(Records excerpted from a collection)
━━━━━━━━━━━━━━━━━━━━

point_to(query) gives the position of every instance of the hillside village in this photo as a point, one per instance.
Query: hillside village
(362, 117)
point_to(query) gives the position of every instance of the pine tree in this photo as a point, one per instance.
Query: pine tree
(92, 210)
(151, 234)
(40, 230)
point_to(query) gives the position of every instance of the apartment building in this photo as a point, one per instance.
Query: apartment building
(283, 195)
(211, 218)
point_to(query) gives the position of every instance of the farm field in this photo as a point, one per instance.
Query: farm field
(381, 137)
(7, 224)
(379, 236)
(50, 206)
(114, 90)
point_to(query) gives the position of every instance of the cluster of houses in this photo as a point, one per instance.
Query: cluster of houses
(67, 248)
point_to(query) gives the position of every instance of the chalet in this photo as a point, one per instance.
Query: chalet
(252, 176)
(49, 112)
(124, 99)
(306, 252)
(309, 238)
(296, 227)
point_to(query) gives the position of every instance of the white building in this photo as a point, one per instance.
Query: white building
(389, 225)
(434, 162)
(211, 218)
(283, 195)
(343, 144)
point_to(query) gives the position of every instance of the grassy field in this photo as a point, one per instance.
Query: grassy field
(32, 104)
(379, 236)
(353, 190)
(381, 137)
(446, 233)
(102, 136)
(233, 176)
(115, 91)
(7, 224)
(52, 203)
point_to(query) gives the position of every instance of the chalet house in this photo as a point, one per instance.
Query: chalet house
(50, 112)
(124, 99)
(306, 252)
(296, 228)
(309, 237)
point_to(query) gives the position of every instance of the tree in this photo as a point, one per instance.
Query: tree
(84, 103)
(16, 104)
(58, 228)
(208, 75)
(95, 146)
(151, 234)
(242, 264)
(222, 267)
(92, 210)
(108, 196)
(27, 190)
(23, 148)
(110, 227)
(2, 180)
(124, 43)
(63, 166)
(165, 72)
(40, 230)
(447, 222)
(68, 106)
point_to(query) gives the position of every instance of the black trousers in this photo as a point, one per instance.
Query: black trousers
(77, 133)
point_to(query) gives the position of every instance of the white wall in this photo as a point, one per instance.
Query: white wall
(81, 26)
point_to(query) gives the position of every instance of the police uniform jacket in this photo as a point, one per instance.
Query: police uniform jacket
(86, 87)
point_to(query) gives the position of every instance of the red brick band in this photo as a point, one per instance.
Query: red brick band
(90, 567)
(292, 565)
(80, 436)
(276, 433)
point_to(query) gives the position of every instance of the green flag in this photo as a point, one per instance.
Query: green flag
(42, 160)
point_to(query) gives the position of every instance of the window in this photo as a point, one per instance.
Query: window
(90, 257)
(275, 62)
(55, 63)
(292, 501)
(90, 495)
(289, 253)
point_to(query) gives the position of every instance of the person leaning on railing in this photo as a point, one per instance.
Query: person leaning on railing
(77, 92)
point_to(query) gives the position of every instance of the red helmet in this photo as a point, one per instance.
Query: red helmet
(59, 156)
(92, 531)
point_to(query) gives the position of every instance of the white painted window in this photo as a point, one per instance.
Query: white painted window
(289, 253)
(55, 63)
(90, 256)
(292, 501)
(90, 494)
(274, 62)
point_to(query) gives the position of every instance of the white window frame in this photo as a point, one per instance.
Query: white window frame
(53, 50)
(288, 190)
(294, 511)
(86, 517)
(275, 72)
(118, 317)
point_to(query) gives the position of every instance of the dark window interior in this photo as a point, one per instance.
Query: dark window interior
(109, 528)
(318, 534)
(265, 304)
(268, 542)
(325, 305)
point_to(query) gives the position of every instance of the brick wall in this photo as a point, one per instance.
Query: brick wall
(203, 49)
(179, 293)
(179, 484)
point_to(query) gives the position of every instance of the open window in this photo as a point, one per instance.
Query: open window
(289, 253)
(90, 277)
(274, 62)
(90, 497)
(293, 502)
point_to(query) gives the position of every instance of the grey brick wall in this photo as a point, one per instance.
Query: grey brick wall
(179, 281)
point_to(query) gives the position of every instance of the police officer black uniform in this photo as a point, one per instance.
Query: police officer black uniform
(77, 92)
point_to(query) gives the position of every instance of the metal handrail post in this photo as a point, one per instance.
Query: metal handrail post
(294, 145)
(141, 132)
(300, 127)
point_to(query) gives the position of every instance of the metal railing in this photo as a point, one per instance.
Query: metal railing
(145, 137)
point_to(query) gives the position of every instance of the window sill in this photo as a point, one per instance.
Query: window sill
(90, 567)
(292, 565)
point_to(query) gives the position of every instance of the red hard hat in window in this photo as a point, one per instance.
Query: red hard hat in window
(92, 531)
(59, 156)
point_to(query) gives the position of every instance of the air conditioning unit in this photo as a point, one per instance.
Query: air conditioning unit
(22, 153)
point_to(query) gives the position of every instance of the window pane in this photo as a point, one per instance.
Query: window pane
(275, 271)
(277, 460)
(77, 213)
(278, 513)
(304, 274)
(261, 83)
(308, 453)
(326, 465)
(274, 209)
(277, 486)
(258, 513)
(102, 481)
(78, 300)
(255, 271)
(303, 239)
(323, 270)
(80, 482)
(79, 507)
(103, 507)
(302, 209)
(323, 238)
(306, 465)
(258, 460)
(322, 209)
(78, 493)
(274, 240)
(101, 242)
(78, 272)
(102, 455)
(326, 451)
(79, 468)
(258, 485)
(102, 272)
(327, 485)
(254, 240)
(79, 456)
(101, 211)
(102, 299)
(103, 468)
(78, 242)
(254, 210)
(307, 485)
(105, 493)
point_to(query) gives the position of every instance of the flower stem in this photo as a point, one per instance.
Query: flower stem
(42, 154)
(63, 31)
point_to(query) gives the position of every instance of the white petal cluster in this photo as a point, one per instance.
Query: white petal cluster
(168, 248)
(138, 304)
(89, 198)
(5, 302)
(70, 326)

━━━━━━━━━━━━━━━━━━━━

REQUIRED ACTION: Exactly as they appear above, write out all of the lines.

EXPECTED ANSWER:
point_to(query) gives the position of every instance of the hillside village in this photo as a point, one per instance.
Query: hillside village
(362, 117)
point_to(query) gives the position of every instance of the pine tree in this photo as a point, one per instance.
Query: pine tree
(92, 210)
(151, 234)
(40, 230)
point_to(query) gives the position of every instance of the apartment building in this photo as a point, one per instance.
Query: apartment building
(283, 195)
(211, 218)
point_to(query) gives the position of every instance of the farm field in this photo as a point, one per instance.
Query: farm field
(381, 137)
(7, 224)
(379, 236)
(50, 206)
(114, 90)
point_to(query) gives the position of every instance of the cluster of houses in this photo as a point, one per instance.
Query: cluster of houses
(67, 248)
point_to(query) gives the position of every instance of the chalet in this photo as a point, one per instance.
Query: chalet
(252, 176)
(49, 112)
(124, 99)
(306, 252)
(309, 238)
(296, 227)
point_to(query) gives the position of every instance of the white building in this photo as a point, one per instance.
Query: white building
(389, 225)
(434, 162)
(211, 218)
(283, 195)
(343, 144)
point_to(query) gives the position of every instance of the grassy field in this photo as a point, one per instance.
Query: grassy field
(32, 104)
(379, 236)
(353, 190)
(381, 137)
(446, 233)
(102, 136)
(233, 176)
(115, 91)
(7, 224)
(52, 203)
point_to(query) gives the position of every instance of the chalet house in this photo as a point, one per instance.
Query: chalet house
(50, 112)
(124, 99)
(306, 252)
(296, 228)
(309, 237)
point_to(query) gives the position of every instance of the tree in this photo as a point, one per instance.
Query: tree
(84, 103)
(16, 104)
(58, 228)
(208, 75)
(95, 146)
(151, 234)
(242, 264)
(222, 267)
(92, 210)
(108, 196)
(27, 190)
(23, 148)
(110, 227)
(2, 180)
(124, 43)
(63, 166)
(165, 72)
(40, 230)
(447, 222)
(68, 106)
point_to(query) gives the position of every instance of the black trousers in this photo as a point, one per instance.
Query: black trousers
(77, 133)
point_to(query) gives the position of every instance of the white wall in this photo as a point, one per instance.
Query: white wall
(81, 26)
point_to(query) gives the position of every instance of the police uniform jacket in this photo as a point, one per instance.
Query: police uniform jacket
(86, 87)
point_to(query) gives the position of every instance of the red brick band in this photo as a point, one per instance.
Query: red brick band
(90, 567)
(292, 565)
(80, 436)
(276, 433)
point_to(query) gives the position of every instance of the green flag in this photo as a point, one per instance.
Query: green flag
(42, 160)
point_to(query) gives the position of every instance of the window in this photo as a point, one per instance.
Query: window
(90, 257)
(275, 62)
(55, 63)
(292, 501)
(90, 495)
(289, 253)
point_to(query) gives the position of every instance of the person leaning on railing in this photo as a point, one per instance.
Query: person leaning on railing
(77, 92)
point_to(query) gives the position of every instance of the red helmet in this photo as a point, one per instance.
Query: red helmet
(59, 156)
(92, 531)
point_to(query) gives the position of every instance of the white painted window in this photo as a point, one per instance.
Query: white painted window
(289, 253)
(55, 63)
(90, 256)
(292, 501)
(90, 494)
(274, 62)
point_to(query) gives the position of every instance of the white window frame in this photo as a point, one per instance.
Query: white window frame
(53, 50)
(288, 190)
(294, 511)
(86, 517)
(275, 72)
(118, 317)
point_to(query) gives the position of every instance of the dark window interior in this photo as a point, one per instance.
Query: dark window interior
(109, 528)
(318, 534)
(265, 304)
(268, 542)
(325, 305)
point_to(query) gives the position of every instance of the brick wall in this photo as a point, one per instance.
Query: brick wall
(203, 49)
(179, 293)
(179, 484)
point_to(query) gives the position of every instance of the open window in this photo as a point, one per instance.
Query: open window
(289, 253)
(90, 277)
(274, 62)
(90, 497)
(293, 502)
point_to(query) gives the position of every instance of the grey brick wall in this photo as a point, one per instance.
Query: grey brick wall
(179, 281)
point_to(query) gives the position of every instance of the police officer black uniform in this photo as a point, one per instance.
Query: police officer black uniform
(77, 92)
point_to(query) gives the position of every instance of the metal handrail post in this photo as a point, one per instance.
Query: metal handrail post
(294, 145)
(141, 132)
(300, 127)
point_to(query) gives the position of every instance of the metal railing in this photo as a point, one per instance.
Query: metal railing
(145, 137)
point_to(query) gives the position of every instance of the window sill in this photo as a point, one per instance.
Query: window sill
(90, 567)
(292, 565)
point_to(query) gives the position of every instance of the red hard hat in window in this photo as a point, one per instance.
Query: red hard hat in window
(92, 531)
(59, 156)
point_to(query) gives the position of every instance of the air conditioning unit in this photo as a point, one per instance.
Query: air conditioning unit
(22, 153)
point_to(query) gives the position of every instance of the window pane in this photo as a point, one per instance.
Query: window pane
(275, 271)
(277, 460)
(77, 213)
(278, 513)
(304, 274)
(261, 83)
(308, 453)
(326, 465)
(274, 209)
(277, 486)
(258, 513)
(102, 481)
(78, 300)
(255, 271)
(303, 239)
(323, 270)
(80, 482)
(79, 507)
(103, 507)
(302, 209)
(323, 238)
(306, 465)
(258, 460)
(322, 209)
(78, 493)
(274, 240)
(101, 242)
(78, 272)
(102, 455)
(326, 451)
(79, 468)
(258, 485)
(102, 272)
(327, 485)
(254, 240)
(79, 456)
(101, 211)
(102, 299)
(103, 468)
(78, 242)
(254, 210)
(307, 485)
(105, 493)
point_to(query) gives the position of every instance of the flower stem in this photo as a point, one per instance.
Query: flower stem
(42, 154)
(63, 31)
point_to(query) gives the position of every instance of the white petal cluster in this photo as a point, one per instance.
Query: white petal cluster
(168, 248)
(138, 304)
(89, 198)
(5, 302)
(70, 326)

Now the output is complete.